--- START OF Data supplied ---

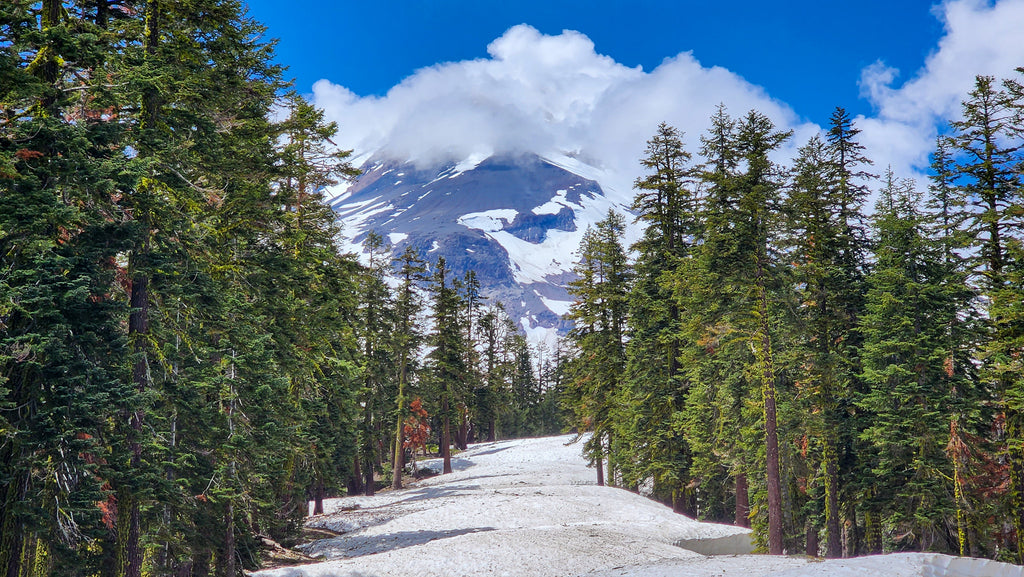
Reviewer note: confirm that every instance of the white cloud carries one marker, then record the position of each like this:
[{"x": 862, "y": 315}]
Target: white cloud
[
  {"x": 545, "y": 94},
  {"x": 981, "y": 38},
  {"x": 557, "y": 94}
]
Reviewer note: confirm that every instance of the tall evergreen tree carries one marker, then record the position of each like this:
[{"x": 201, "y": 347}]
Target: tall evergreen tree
[
  {"x": 599, "y": 312},
  {"x": 988, "y": 147},
  {"x": 407, "y": 341},
  {"x": 446, "y": 361}
]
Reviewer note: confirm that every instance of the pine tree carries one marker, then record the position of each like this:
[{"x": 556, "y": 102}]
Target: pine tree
[
  {"x": 448, "y": 359},
  {"x": 653, "y": 392},
  {"x": 824, "y": 244},
  {"x": 987, "y": 146},
  {"x": 599, "y": 312},
  {"x": 915, "y": 385}
]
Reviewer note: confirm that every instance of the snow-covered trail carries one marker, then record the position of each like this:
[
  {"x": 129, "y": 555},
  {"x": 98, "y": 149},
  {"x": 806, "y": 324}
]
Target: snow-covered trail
[{"x": 530, "y": 508}]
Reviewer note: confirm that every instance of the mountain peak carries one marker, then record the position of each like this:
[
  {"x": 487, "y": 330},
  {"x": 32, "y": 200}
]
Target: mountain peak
[{"x": 515, "y": 219}]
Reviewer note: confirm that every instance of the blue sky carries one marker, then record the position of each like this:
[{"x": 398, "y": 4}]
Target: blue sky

--- END OF Data supplied ---

**What this task involves**
Copy out word for word every line of the data from the one containing "Reviewer note: confirm that every instance of the tall" through the last line, including both.

**Exercise response**
Reviewer note: confirm that every instance of the tall evergreen tree carries one marker, then record the position of each like this:
[{"x": 201, "y": 347}]
Target: tall evergreen tree
[
  {"x": 599, "y": 312},
  {"x": 988, "y": 147},
  {"x": 407, "y": 341},
  {"x": 446, "y": 361}
]
Reviewer note: confirm that every instance of the pine tree carries one marker, then record the position of each like this:
[{"x": 556, "y": 102}]
Target: pine tree
[
  {"x": 448, "y": 359},
  {"x": 653, "y": 392},
  {"x": 824, "y": 244},
  {"x": 987, "y": 146},
  {"x": 599, "y": 312},
  {"x": 915, "y": 385}
]
Reviewer note: confirm that every instance of the snow-covered trail carries one marker, then record the position of each like this:
[
  {"x": 129, "y": 555},
  {"x": 98, "y": 149},
  {"x": 806, "y": 324}
]
Target: snow-covered trail
[{"x": 530, "y": 508}]
Reviewer note: confirm that every instance of the mountain peak carries one marker, then record the position of each like this:
[
  {"x": 487, "y": 330},
  {"x": 32, "y": 200}
]
Target: mountain peak
[{"x": 515, "y": 219}]
Reviewer note: confirm that every instance of the blue sky carries one marker, then record the position of each like this:
[{"x": 398, "y": 4}]
Target: blue sky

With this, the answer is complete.